Article.
┌──

Ultimately, with dieting, the best results are found with the people who consistently focus on the basics: consume fewer calories than the number of calories you burn through exercise.


This value of this common sense prescription is that it is straightforward and simple. It doesn’t rely on rigid eating schedules, complex food preparations, expensive prepared diet meals, or other stratagems. All it requires is a little will power and determination (and simple math skills). Fortunately, if you’re serious about losing and keeping weight off, those factors are under your direct control.


Similarly, many sales systems are rigid, complex, costly to implement and complicated to maintain. Their primary deficiencies are often that they focus on a process to the exclusion of the fundamental, interpersonal, sales skills that are under the individual salesperson’s direct control.


Which is not to say that you shouldn’t employ a sales system. But, no matter which sales system you, or your company, employ, you’ll amp up your personal productivity if you build your individual selling process on a foundation of basic, common sense sales steps that you can execute to help your prospects make fast, favorable decisions.


1. Make every sales touch count

Maximize the impact of every sales interaction with a Value Plan. Before every sales touch with a prospect create a value plan with two elements. The first is a goal that is defined in terms of the value that you will deliver to the prospect during that interaction. And, the second is an outcome defined in terms of the steps the prospect will commit to take as a result of receiving that value. Don’t waste the prospect’s time, or yours, with sales touches that deliver no value.

└──

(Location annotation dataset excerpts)
┌──

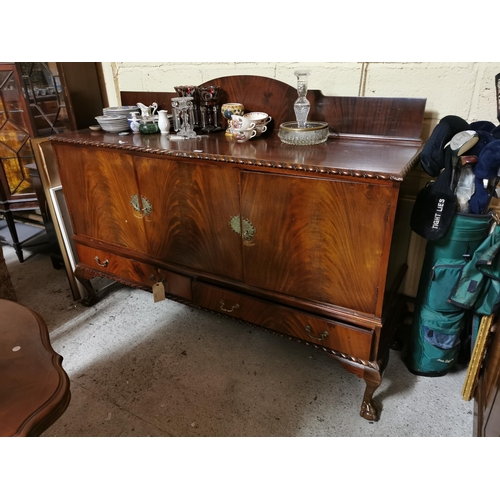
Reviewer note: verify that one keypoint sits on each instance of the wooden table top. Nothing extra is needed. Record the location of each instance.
(34, 388)
(358, 157)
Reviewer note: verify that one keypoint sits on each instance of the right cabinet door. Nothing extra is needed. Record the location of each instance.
(318, 239)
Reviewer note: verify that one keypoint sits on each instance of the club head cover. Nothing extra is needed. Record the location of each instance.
(487, 167)
(435, 205)
(432, 156)
(484, 139)
(480, 198)
(496, 132)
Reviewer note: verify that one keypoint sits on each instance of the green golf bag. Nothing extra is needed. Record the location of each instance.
(439, 324)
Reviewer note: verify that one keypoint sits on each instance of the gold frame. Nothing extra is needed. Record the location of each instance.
(49, 176)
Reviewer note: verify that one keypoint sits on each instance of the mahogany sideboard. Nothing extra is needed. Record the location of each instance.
(294, 239)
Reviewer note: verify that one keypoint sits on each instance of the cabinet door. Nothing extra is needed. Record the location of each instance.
(102, 195)
(191, 207)
(318, 239)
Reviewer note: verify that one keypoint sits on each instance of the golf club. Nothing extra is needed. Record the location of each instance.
(460, 143)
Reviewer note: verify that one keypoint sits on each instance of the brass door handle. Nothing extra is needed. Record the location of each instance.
(222, 304)
(247, 232)
(322, 336)
(146, 209)
(103, 264)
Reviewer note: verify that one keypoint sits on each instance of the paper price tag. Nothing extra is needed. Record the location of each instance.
(158, 291)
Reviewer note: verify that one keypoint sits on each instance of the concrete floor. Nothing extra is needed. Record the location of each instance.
(143, 369)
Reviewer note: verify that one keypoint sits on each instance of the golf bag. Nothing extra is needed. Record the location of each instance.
(438, 323)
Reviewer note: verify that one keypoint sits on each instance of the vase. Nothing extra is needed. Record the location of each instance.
(163, 121)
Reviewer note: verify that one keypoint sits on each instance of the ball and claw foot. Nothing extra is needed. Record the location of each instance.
(371, 411)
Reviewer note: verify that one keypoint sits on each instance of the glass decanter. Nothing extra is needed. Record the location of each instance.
(302, 105)
(183, 118)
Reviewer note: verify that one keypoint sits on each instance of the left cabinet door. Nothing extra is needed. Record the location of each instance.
(103, 198)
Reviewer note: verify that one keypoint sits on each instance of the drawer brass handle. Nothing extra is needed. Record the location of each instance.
(322, 336)
(103, 264)
(222, 304)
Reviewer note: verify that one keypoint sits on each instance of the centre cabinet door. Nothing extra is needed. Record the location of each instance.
(325, 240)
(190, 207)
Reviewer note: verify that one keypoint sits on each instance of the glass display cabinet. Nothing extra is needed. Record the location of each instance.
(37, 99)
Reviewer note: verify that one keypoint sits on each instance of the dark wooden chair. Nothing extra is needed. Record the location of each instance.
(34, 388)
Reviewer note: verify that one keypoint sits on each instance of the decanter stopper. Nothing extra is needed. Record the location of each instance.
(301, 105)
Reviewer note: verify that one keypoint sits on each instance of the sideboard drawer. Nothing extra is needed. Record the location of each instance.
(340, 337)
(132, 271)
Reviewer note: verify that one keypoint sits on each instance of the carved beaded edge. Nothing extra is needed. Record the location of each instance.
(246, 161)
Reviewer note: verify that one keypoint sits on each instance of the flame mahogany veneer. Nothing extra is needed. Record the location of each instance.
(296, 240)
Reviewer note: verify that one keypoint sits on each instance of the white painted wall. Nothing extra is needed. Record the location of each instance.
(466, 89)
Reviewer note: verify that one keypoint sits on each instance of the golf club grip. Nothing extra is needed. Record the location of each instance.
(497, 88)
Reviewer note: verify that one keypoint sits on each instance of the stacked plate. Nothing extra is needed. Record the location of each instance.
(118, 123)
(120, 110)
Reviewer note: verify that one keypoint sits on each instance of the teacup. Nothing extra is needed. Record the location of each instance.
(232, 108)
(241, 123)
(258, 117)
(260, 129)
(244, 135)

└──

What you need to do.
1. Please mark each statement yes or no according to the sales-basics passage, and back each answer with the passage's deciding words, quoted precisely: (a) The dieting prescription depends on rigid eating schedules. (b) The passage advises readers against using a sales system. (c) A Value Plan is made up of two elements.
2. Resume the sales-basics passage, picking up right after its final sentence, "Don’t waste the prospect’s time, or yours, with sales touches that deliver no value."
You won't need the rows for any of this.

The responses.
1.
(a) No: "It doesn’t rely on rigid eating schedules"
(b) No: "Which is not to say that you shouldn’t employ a sales system."
(c) Yes: "create a value plan with two elements."

2.
2. Quickly follow up sales leads

There is no easier way to grow sales than to immediately follow-up all of your true sales leads (meaning someone that reached out and requested to talk to a salesperson). Just like dieting, the math is simple. Let’s assume that your conversion rate of leads into orders is 2%. And let’s also assume that you only follow up 50% of your sales leads (industry research estimates that more than 50% of all sales leads are never followed up). If you keep your conversion rate at 2% but follow-up 100% of your sales leads, what will happen to your sales?


3. Be Absolutely Responsive

Your timeframe for responding to prospects and customers should be immediate. Potential buyers usually will have invested their own time to educate themselves about your product or service before they interact with you for the first time. When they do engage with you, their need for information, by definition, is urgent. Research shows that the first seller with the answers substantially increases their chances of winning the order.


4. Optimize Your Sales Time

As a salesperson, your most valuable asset is your sales time. The easiest way to gain more sales time is to stop wasting it on potential prospects who are not a good fit for your product or services. Most importantly, don’t invest your sales time in poorly qualified prospects just to add another name to your pipeline. Think instead about proactively disqualifying the marginal prospects who distract your focus from the higher value prospects that are more likely to give you an order.


Apply these basic, straightforward, simple and common sense steps to strengthen your sales performance; no matter what sales system you use.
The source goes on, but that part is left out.